» EXCERPTED TEXT
○ ○ ○ ○ ○ ○ ○

NC Budget and Tax Center

In Medicaid, work requirement will punish those who need help the most

House Bill 655, the “NC Health Care for Working Families” is intended to close the coverage gap and provide health insurance to North Carolinians who previously did not have access. Unfortunately, this bill contains troubling provisions that will harm the very people legislators claim to help. Specifically, the work reporting requirements are an ill-informed and bad faith effort to increase employment. Not only do these provisions fly in the face of the vast amount of evidence which proves they do not work, they are based off of nasty stereotypes and are not reflective of the lives of people struggling to make ends meet. In fact, these requirements restrict access to public supports for the people who need help the most and who rely on those supports to work and lead full lives.

The work reporting requirements in House Bill 655 are identical to those in the nation’s food nutrition program (Supplemental Nutritional Assistance Program or SNAP). Talk Poverty, an editorial project of the Center for American Progress, documents a first person account of just how inflexible and punitive these policies actually are:

My fibromyalgia doesn’t care about my work schedule. It doesn’t time its flare-ups according to my current proximity to heating pads. Even more than Beamer, my service dog, fibromyalgia is the most constant presence in my life, on my mind at all hours of the day. In the morning, my joints could be so sore that I forgo my cup of coffee, because I can’t trust my grip and I don’t want to clean up another shattered mug. By the afternoon, those aches may give way to a fog that clouds my mind until any attempt at sustained concentration feels like running up a downward escalator — a lot of effort, but little payoff.

People with disabilities are supposed to be spared from the cuts. But in practice, many people with serious health conditions will be at risk of losing food assistance, because SNAP uses other government programs with an extremely limited definition of disability as proxies for disability status. So, I’m on the chopping block.

If I need to miss a shift because I woke up feeling particularly sore or because the afternoon fog rolled in early, the benefits I rely on to eat are threatened. Good day or bad, doctor’s appointment or not, I have to make sure I’m on time and ready, smiling at the customer service desk of the museum that is my work place.

○ ○ ○ ○ ○ ○ ○

» DATA FOR REVIEW
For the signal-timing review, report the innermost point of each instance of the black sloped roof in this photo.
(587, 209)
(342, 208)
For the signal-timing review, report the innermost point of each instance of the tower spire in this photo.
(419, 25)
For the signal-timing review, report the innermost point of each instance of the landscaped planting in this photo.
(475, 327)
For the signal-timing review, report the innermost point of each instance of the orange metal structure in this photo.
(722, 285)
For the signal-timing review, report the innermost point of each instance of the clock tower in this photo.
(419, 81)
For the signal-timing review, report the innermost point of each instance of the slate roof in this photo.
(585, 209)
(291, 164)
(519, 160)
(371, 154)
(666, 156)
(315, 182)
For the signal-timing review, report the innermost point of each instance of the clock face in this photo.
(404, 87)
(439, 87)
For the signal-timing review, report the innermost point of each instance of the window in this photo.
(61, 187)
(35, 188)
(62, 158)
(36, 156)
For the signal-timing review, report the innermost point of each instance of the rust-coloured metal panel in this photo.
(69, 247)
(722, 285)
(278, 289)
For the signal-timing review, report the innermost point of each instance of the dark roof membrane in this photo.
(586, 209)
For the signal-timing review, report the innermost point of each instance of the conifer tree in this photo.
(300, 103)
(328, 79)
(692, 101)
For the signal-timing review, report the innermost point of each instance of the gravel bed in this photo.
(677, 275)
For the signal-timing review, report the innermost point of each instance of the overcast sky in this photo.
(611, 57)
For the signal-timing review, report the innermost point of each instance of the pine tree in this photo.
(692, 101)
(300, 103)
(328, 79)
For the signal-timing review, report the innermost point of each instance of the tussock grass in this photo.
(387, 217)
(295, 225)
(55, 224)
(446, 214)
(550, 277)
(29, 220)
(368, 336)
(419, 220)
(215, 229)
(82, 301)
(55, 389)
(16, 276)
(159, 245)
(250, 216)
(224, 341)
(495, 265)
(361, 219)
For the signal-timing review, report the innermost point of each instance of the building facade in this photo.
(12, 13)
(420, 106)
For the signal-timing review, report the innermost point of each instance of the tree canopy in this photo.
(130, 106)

○ ○ ○ ○ ○ ○ ○

» TASK
Please reproduce the passage from the Medicaid work requirement piece, from "People with disabilities" up to and including "the chopping block.", word for word.

» THE ANSWER
People with disabilities are supposed to be spared from the cuts. But in practice, many people with serious health conditions will be at risk of losing food assistance, because SNAP uses other government programs with an extremely limited definition of disability as proxies for disability status. So, I’m on the chopping block.